• **Alıntı**:

İsrail tüm dünyanın gözü önünde büyük bir katliam yapıyor yanı başındaki Arap ülkeleri dahil Müslüman ülkeler sadece şiddetle kınıyor. Birçok Müslüman ülkeyle ticari ilişkileri olmasına rağmen söz konusu ülkeler ekonomik ambargo bile yapamıyor. Ama Dünya halkları liderlerine rağmen büyük bir irade gösteriyor gösteriler, boykotlar ve tepkiler büyüyor. Belki de uzun zamandır ilk defa İsrail’e karşı tüm dünyada net bir öfke ve kin birikiyor. Devletleri eylemlerle harekete geçirilmeye çalışırken bir yandan da bireysel bir eylem olan boykot hayata geçiriliyor. İsrail menşeili ve İsrail’e destek veren markalar ciddi bir boykotla yüzleşmiş durumda. Bu boykotların etkili olacaktır elbette.

• **Koleksiyon kayıtları**:
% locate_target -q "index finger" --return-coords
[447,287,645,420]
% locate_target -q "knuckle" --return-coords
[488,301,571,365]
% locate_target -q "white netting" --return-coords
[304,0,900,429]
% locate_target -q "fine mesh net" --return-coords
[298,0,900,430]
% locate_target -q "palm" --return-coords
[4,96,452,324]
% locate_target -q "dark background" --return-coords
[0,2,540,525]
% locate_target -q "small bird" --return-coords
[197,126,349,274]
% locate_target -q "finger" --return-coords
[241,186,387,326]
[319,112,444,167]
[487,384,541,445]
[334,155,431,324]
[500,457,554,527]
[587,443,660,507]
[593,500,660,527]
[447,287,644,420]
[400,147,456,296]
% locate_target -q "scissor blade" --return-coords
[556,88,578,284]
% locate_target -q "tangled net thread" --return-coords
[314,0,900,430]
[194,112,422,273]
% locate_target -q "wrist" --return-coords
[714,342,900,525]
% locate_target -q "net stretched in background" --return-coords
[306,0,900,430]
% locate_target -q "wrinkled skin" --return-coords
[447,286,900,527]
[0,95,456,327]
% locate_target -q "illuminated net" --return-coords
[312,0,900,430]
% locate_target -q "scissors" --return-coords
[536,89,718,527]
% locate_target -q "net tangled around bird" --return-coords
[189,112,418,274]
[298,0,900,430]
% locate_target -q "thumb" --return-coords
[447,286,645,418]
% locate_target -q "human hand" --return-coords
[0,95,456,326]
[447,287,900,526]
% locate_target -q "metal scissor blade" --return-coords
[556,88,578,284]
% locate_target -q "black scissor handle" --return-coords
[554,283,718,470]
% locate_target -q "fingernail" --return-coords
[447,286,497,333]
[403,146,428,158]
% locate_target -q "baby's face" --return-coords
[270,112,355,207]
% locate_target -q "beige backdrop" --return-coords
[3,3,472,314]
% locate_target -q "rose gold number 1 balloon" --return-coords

• **Kısa Görev**: Alıntıda "İsrail tüm dünyanın" sözüyle başlayıp "etkili olacaktır elbette." sözüyle biten bölümü, bu son söz de dahil olmak üzere, "ekonomik ambargo" yerine "ticari yaptırım" koyarak güncelleyin ve yeniden yazın.

• **Yazılı Çözüm**:
İsrail tüm dünyanın gözü önünde büyük bir katliam yapıyor yanı başındaki Arap ülkeleri dahil Müslüman ülkeler sadece şiddetle kınıyor. Birçok Müslüman ülkeyle ticari ilişkileri olmasına rağmen söz konusu ülkeler ticari yaptırım bile yapamıyor. Ama Dünya halkları liderlerine rağmen büyük bir irade gösteriyor gösteriler, boykotlar ve tepkiler büyüyor. Belki de uzun zamandır ilk defa İsrail’e karşı tüm dünyada net bir öfke ve kin birikiyor. Devletleri eylemlerle harekete geçirilmeye çalışırken bir yandan da bireysel bir eylem olan boykot hayata geçiriliyor. İsrail menşeili ve İsrail’e destek veren markalar ciddi bir boykotla yüzleşmiş durumda. Bu boykotların etkili olacaktır elbette.